▶ _Exercise directions_
Each line from the one containing "[point] at the woman's neck" through the end of the data below is to be output verbatim, with no lines added or left out.

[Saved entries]
==============================

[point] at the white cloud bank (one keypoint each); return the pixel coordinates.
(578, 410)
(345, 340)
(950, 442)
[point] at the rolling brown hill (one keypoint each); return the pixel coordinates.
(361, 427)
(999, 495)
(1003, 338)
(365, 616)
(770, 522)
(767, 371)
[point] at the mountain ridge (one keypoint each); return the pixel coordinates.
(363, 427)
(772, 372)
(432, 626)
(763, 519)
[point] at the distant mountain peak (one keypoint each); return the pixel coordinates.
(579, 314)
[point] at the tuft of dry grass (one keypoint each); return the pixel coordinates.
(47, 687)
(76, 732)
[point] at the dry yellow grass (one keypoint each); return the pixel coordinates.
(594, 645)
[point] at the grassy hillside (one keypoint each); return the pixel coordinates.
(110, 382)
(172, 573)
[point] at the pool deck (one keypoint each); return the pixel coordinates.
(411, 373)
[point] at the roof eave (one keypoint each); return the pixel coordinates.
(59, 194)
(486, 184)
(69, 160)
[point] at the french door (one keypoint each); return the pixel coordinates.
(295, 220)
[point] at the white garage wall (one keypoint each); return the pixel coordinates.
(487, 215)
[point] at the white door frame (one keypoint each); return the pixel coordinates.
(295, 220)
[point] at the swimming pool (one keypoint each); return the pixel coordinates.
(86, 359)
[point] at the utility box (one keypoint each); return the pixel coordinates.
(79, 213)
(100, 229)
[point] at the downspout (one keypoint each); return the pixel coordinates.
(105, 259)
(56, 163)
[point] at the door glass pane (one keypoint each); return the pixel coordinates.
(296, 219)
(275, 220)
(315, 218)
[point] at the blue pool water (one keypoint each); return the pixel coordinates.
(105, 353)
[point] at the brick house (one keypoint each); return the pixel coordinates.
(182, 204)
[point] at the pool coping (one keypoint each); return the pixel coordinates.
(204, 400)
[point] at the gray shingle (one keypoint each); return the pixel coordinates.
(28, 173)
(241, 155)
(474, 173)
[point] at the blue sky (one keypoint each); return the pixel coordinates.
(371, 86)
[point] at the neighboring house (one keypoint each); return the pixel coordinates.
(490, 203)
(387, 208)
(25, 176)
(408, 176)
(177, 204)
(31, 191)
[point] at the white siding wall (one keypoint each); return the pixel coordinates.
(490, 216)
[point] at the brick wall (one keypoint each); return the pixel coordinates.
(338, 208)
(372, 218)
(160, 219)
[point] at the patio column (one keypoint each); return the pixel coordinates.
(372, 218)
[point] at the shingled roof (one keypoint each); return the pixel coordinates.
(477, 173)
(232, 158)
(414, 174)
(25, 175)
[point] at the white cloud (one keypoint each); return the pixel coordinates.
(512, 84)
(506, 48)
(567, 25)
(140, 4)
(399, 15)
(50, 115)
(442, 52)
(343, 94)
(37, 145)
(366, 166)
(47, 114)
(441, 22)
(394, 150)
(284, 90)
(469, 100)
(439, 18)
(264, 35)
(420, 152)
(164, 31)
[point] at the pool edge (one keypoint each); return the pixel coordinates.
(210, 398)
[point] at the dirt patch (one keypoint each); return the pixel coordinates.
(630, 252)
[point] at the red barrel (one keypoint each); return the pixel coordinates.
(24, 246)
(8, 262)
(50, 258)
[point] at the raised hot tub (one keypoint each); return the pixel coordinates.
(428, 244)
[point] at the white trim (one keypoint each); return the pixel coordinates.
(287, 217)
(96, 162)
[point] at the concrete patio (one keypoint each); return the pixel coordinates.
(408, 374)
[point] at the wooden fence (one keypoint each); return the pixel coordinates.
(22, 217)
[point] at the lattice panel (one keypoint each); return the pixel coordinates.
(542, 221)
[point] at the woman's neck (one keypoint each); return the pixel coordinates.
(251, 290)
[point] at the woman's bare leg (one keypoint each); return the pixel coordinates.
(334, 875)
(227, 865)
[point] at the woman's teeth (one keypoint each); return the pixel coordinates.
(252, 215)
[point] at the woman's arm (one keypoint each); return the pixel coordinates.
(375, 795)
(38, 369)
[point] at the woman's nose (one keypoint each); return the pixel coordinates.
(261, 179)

==============================

▶ _Solved exercise_
[point] at the woman's neck (one keypoint each); return the pixel coordinates.
(251, 290)
[point] at the woman's bare leg (one keypoint each); return the pixel coordinates.
(334, 875)
(227, 865)
[point] at the woman's teeth (one keypoint each); return the pixel coordinates.
(252, 215)
[point] at the woman's arm (one keypoint each); return the pixel coordinates.
(375, 795)
(38, 369)
[point] at the woman's nose (one keypoint each); return the pixel coordinates.
(261, 179)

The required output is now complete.